**STATED PROBLEM**
Extend the mailing-list post about easing eyestrain on Ubuntu, starting immediately after its final line.

Eyestrain relief possible on ubuntu?

Erik Christiansen erik at dd.nec.com.au
Fri Mar 31 07:34:46 UTC 2006


Oops! Setting firefox's edit->preferences->"fonts & colours":"text &
background" to (e.g.) yellow on grey did nothing, despite having ticked
"Always use my colours",  ...  _until_ I observed and unticked "Use
system colours". Initially I missed the inbuilt conflict.

For openoffice, format->page->background allows filling the page
background, so that leaves only the application background on high beam.
Unfortunately, that's the largest area, by default.

Looking at a theme's gtkrc file, assignments for background, foreground,
and other colour data stand out, but does gnome support setting of the
window backgrounds? At
http://developer.gnome.org/doc/API/2.0/gtk/gtk-Resource-Files.html, the
GTK+ Reference Manual seems to suggest we can only set the colour of
widgets:

>>>
Within a style declaration, the possible elements are:
bg[state] = color    Sets the color used for the background of most widgets.

**INFORMATION SUPPLIED**

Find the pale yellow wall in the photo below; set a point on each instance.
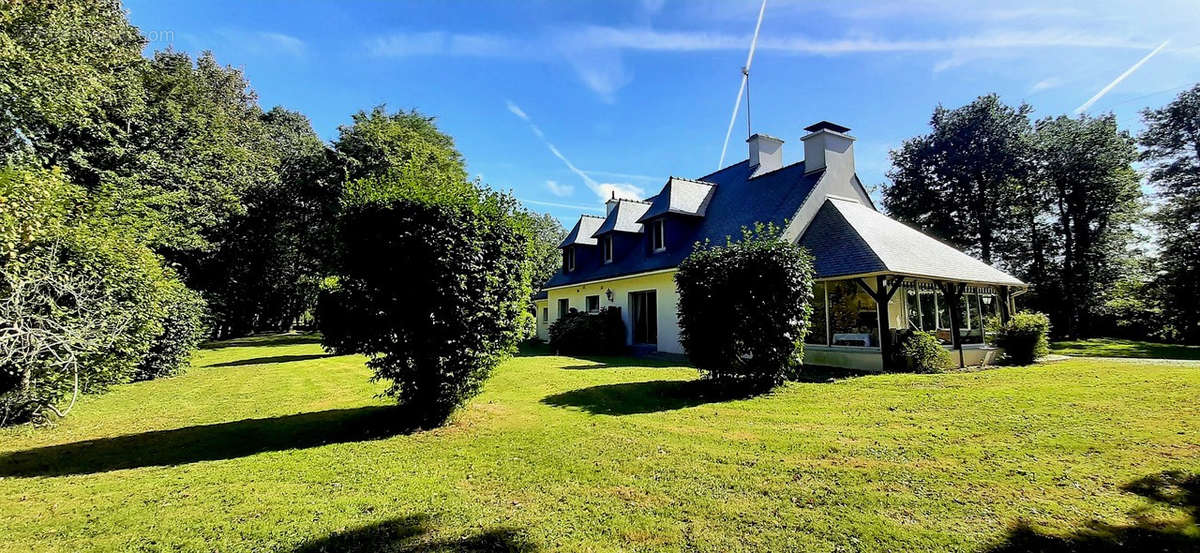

**REPLY**
fg[state] = color    Sets the color used for the foreground of most widgets.
base[state] = color  Sets the color used for the background of widgets
                     displaying editable text. This color is used for
                     the background of, among others, GtkText, GtkEntry,
                     GtkList, and GtkCList. 
<<<

So the window background still eludes us, it seems. :-(

When I try:

ooffice2 -draw -bg darkslategrey ~/drafts/test_drawing.odg

openoffice complains with: "/home/erik/darkslategrey doesn't exist"

before opening the drawing, with a white background. It was worth a try,
even though the ooffice2 manpage didn't explcitly mention support for
basic X options.

Hmmm ... there has to be some way.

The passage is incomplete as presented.